Format every line of the listing below as a numbered list, one entry per line, and skip the blank lines.
::::::::
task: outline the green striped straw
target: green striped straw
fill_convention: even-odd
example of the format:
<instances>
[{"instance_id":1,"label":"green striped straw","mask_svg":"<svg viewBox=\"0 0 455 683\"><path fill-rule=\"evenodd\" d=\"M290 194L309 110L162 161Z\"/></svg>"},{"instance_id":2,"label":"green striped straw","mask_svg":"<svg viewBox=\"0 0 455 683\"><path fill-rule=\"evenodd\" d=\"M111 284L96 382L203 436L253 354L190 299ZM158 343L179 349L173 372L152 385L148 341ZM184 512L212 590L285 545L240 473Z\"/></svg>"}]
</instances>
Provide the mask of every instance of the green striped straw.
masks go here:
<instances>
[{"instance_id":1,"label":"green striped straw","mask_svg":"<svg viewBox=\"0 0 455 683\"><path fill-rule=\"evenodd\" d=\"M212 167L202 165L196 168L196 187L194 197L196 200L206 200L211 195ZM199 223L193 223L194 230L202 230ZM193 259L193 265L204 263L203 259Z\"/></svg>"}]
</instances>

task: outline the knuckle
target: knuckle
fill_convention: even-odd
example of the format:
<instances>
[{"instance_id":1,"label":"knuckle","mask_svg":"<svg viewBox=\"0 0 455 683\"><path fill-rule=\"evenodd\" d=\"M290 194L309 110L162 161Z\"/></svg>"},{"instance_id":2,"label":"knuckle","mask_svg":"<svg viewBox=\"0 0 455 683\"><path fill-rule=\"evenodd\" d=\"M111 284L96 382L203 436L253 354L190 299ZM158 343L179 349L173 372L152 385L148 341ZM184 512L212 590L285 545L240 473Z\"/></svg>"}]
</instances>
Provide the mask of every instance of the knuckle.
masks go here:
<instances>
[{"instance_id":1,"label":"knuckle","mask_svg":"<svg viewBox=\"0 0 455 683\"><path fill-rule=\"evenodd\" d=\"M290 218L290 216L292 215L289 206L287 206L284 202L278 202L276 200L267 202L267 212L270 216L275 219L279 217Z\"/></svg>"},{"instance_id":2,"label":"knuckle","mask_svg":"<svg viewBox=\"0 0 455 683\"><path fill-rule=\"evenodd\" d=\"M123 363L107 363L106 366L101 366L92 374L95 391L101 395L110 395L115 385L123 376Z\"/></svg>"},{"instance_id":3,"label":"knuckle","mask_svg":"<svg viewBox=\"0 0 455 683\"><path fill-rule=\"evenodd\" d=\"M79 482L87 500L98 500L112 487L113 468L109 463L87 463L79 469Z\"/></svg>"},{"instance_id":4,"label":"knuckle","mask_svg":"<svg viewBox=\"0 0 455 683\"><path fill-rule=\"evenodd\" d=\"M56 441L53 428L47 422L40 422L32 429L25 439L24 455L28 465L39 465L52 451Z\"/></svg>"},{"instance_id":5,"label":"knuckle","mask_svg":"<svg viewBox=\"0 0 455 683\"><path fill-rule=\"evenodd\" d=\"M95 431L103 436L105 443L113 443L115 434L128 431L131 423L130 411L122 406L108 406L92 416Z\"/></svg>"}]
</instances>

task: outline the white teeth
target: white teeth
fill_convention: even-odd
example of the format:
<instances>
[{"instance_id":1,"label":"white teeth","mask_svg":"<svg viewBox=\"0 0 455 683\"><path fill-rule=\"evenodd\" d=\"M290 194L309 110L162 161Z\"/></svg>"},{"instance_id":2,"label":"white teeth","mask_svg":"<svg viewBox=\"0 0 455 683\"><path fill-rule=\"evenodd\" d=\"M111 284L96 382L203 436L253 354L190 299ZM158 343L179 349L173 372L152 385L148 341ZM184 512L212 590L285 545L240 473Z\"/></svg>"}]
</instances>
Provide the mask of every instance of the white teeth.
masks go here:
::::::::
Written answer
1. task: outline the green striped straw
2. target: green striped straw
3. fill_convention: even-odd
4. example of the format:
5. <instances>
6. [{"instance_id":1,"label":"green striped straw","mask_svg":"<svg viewBox=\"0 0 455 683\"><path fill-rule=\"evenodd\" d=\"M290 194L309 110L162 161Z\"/></svg>"},{"instance_id":2,"label":"green striped straw","mask_svg":"<svg viewBox=\"0 0 455 683\"><path fill-rule=\"evenodd\" d=\"M111 284L96 382L203 436L253 354L190 299ZM158 343L179 349L173 372L152 385L148 341ZM184 512L212 590L285 545L240 473Z\"/></svg>"}]
7. </instances>
8. Provide the mask of every instance of the green striped straw.
9. masks go here:
10. <instances>
11. [{"instance_id":1,"label":"green striped straw","mask_svg":"<svg viewBox=\"0 0 455 683\"><path fill-rule=\"evenodd\" d=\"M212 167L202 165L196 168L196 187L194 197L196 200L206 200L211 195ZM199 223L193 223L194 230L202 230ZM193 259L193 265L204 263L203 259Z\"/></svg>"}]
12. </instances>
13. task: outline the knuckle
14. target: knuckle
15. fill_convention: even-odd
16. example of the format:
17. <instances>
18. [{"instance_id":1,"label":"knuckle","mask_svg":"<svg viewBox=\"0 0 455 683\"><path fill-rule=\"evenodd\" d=\"M290 194L309 110L162 161Z\"/></svg>"},{"instance_id":2,"label":"knuckle","mask_svg":"<svg viewBox=\"0 0 455 683\"><path fill-rule=\"evenodd\" d=\"M111 284L96 382L203 436L253 354L190 299ZM158 343L179 349L173 372L152 385L148 341ZM184 512L212 590L285 545L240 473Z\"/></svg>"}]
19. </instances>
20. Provide the mask of every instance of the knuckle.
21. masks go here:
22. <instances>
23. [{"instance_id":1,"label":"knuckle","mask_svg":"<svg viewBox=\"0 0 455 683\"><path fill-rule=\"evenodd\" d=\"M290 218L290 216L292 215L289 206L287 206L284 202L278 202L276 200L267 202L267 212L270 216L275 219L279 217Z\"/></svg>"},{"instance_id":2,"label":"knuckle","mask_svg":"<svg viewBox=\"0 0 455 683\"><path fill-rule=\"evenodd\" d=\"M123 363L107 363L106 366L101 366L92 374L95 391L101 395L110 395L115 385L123 376Z\"/></svg>"},{"instance_id":3,"label":"knuckle","mask_svg":"<svg viewBox=\"0 0 455 683\"><path fill-rule=\"evenodd\" d=\"M79 482L87 500L98 500L112 487L113 468L109 463L87 463L79 469Z\"/></svg>"},{"instance_id":4,"label":"knuckle","mask_svg":"<svg viewBox=\"0 0 455 683\"><path fill-rule=\"evenodd\" d=\"M56 441L53 428L47 422L40 422L32 429L25 439L24 455L28 465L39 465L52 451Z\"/></svg>"},{"instance_id":5,"label":"knuckle","mask_svg":"<svg viewBox=\"0 0 455 683\"><path fill-rule=\"evenodd\" d=\"M95 431L103 436L105 443L113 443L115 434L128 431L131 423L130 411L122 406L108 406L92 416Z\"/></svg>"}]
24. </instances>
25. task: outline the white teeth
26. target: white teeth
27. fill_convention: even-odd
28. example of the format:
29. <instances>
30. [{"instance_id":1,"label":"white teeth","mask_svg":"<svg viewBox=\"0 0 455 683\"><path fill-rule=\"evenodd\" d=\"M290 194L309 110L162 161Z\"/></svg>"},{"instance_id":2,"label":"white teeth","mask_svg":"<svg viewBox=\"0 0 455 683\"><path fill-rule=\"evenodd\" d=\"M111 284L96 382L203 436L253 354L190 299ZM158 343L179 349L173 372L152 385L148 341ZM184 512L212 590L285 545L240 473Z\"/></svg>"}]
31. </instances>
32. Provide the mask of every instance of the white teeth.
33. masks go here:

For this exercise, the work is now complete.